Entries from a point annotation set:
--- start ---
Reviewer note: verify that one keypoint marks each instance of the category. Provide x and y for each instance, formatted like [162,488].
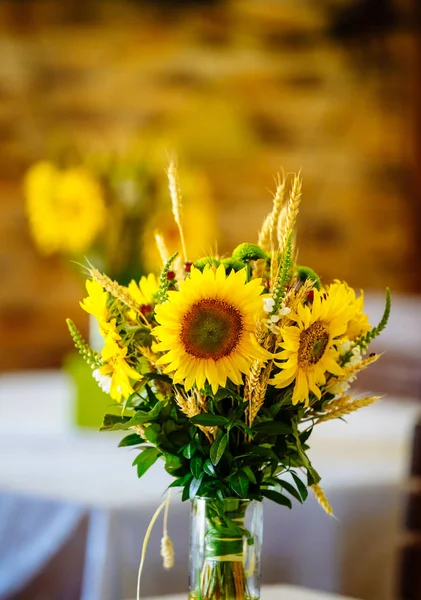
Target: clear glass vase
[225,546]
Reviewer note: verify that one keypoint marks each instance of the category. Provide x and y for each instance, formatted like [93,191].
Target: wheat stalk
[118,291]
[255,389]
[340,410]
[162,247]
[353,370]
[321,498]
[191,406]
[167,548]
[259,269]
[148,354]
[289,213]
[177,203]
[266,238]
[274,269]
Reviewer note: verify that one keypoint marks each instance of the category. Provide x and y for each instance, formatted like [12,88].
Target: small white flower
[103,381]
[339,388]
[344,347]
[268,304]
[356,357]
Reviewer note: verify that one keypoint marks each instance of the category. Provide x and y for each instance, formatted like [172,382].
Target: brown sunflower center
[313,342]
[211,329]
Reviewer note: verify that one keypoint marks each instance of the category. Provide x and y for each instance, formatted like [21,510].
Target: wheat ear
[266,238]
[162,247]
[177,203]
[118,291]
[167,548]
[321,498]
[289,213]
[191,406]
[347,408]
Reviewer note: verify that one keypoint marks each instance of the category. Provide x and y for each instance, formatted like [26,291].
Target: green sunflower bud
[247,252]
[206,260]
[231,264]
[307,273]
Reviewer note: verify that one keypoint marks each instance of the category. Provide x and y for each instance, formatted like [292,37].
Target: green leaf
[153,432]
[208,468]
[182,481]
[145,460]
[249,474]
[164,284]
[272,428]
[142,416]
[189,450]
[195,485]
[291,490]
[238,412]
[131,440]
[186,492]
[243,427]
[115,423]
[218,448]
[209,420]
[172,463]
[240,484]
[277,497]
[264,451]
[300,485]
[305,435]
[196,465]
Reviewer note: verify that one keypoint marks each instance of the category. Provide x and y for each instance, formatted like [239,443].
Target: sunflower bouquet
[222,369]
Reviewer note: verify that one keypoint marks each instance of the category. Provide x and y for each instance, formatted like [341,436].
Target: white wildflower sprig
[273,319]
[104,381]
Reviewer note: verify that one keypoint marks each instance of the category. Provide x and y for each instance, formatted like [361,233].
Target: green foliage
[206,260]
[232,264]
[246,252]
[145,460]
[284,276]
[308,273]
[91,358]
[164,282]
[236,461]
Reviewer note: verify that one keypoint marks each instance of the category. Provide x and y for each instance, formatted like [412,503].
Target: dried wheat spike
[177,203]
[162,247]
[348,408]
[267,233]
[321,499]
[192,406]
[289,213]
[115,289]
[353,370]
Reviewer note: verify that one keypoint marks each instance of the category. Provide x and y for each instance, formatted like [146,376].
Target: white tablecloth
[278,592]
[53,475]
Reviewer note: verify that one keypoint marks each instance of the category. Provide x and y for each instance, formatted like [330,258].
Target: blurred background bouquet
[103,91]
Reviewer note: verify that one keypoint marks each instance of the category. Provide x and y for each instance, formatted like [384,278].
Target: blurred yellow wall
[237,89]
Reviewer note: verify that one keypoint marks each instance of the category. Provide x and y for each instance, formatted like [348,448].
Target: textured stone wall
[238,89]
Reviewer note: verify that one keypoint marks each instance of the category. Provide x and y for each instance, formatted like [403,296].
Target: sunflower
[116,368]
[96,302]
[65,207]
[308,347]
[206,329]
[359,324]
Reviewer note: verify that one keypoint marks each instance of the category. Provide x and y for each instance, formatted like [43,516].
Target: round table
--- end ---
Goal of the exercise:
Please arrange every line of the rows above as a numbered list, skipping blank lines and leaving out the pictures.

Solution to this problem:
1. Reviewer note: verify that one keypoint marks each instance of the category. Provide x and y for each instance, formatted like [162,488].
2. Target: clear glass vase
3. [225,546]
4. Reviewer note: verify that one keypoint marks each instance of the category. Provide x and y for each instance, formatted like [93,191].
5. Target: wheat stalk
6. [118,291]
7. [255,389]
8. [340,410]
9. [162,247]
10. [353,370]
11. [321,498]
12. [191,406]
13. [167,548]
14. [259,269]
15. [148,354]
16. [289,213]
17. [177,203]
18. [266,238]
19. [274,269]
20. Reviewer note: verify that one keypoint marks each instance of the category. Provide x and y for each instance, formatted like [12,88].
21. Target: small white flower
22. [103,381]
23. [339,388]
24. [344,347]
25. [268,304]
26. [356,357]
27. Reviewer note: verify that one keypoint marks each instance of the category. Provide x and y for each instance, formatted like [172,382].
28. Target: brown sunflower center
29. [313,342]
30. [211,329]
31. Reviewer note: verify that one keypoint marks each instance of the category. Provide x and y for each instance, formatted like [21,510].
32. Target: wheat ear
33. [266,238]
34. [162,247]
35. [177,203]
36. [118,291]
37. [167,548]
38. [321,498]
39. [289,213]
40. [191,406]
41. [347,408]
42. Reviewer note: verify that one keypoint marks each instance of the category. Provide x and y for each instance, formatted like [26,291].
43. Target: green sunflower bud
44. [247,252]
45. [206,260]
46. [231,264]
47. [307,273]
48. Reviewer note: verify that one keypoint marks each instance of the category. Provide x and y for each instance, formatted like [292,37].
49. Target: green leaf
50. [153,432]
51. [208,468]
52. [182,481]
53. [145,460]
54. [249,474]
55. [164,284]
56. [272,428]
57. [142,416]
58. [189,450]
59. [195,485]
60. [291,490]
61. [238,412]
62. [131,440]
63. [186,492]
64. [243,427]
65. [115,423]
66. [218,448]
67. [209,420]
68. [172,463]
69. [240,484]
70. [277,497]
71. [264,451]
72. [300,485]
73. [305,435]
74. [196,465]
75. Reviewer note: verify that one keypoint marks each instance of the category. Provide x and y for each instance, formatted like [239,443].
76. Target: sunflower bouquet
77. [222,369]
78. Reviewer note: verify that one keypoint marks each instance of the category. Provide x and y for each instance, formatted like [341,436].
79. Target: white wildflower sprig
80. [273,319]
81. [104,381]
82. Reviewer note: verify that one keypoint marks each instance of the category. Provide x and y for each instance, formatted like [361,233].
83. Target: green foliage
84. [206,260]
85. [232,264]
86. [246,252]
87. [145,460]
88. [284,276]
89. [308,273]
90. [91,358]
91. [164,282]
92. [236,461]
93. Reviewer note: verify that one keypoint marks each instance of the category. Provide x and y for each instance, formatted like [412,503].
94. Target: dried wheat spike
95. [177,203]
96. [162,247]
97. [348,408]
98. [267,233]
99. [321,499]
100. [192,406]
101. [289,213]
102. [115,289]
103. [353,370]
104. Reviewer note: verify that one keypoint marks each instance of the category. Provide x and y for each instance, formatted like [146,376].
105. Target: white tablecloth
106. [278,592]
107. [53,475]
108. Reviewer note: verify that one keypoint marks each instance of the category. Provide x and y for each instance, formatted like [330,258].
109. Target: blurred background bouquet
110. [103,91]
111. Reviewer note: verify that one keypoint marks each instance of the category. Provide x and y for each instance, formatted like [384,278].
112. Target: blurred yellow wall
113. [237,89]
114. Reviewer note: verify that one keypoint marks each instance of the category. Provide x and y for each instance, formatted like [348,448].
115. Target: textured stone wall
116. [238,89]
117. Reviewer note: verify that one keypoint marks each instance of the category. Provide x and y for each instance, formatted like [403,296].
118. Target: sunflower
119. [116,368]
120. [96,302]
121. [65,207]
122. [308,347]
123. [206,329]
124. [359,324]
125. Reviewer note: verify that one keypoint marks each instance of the category. Provide x and y for each instance, formatted like [43,516].
126. Target: round table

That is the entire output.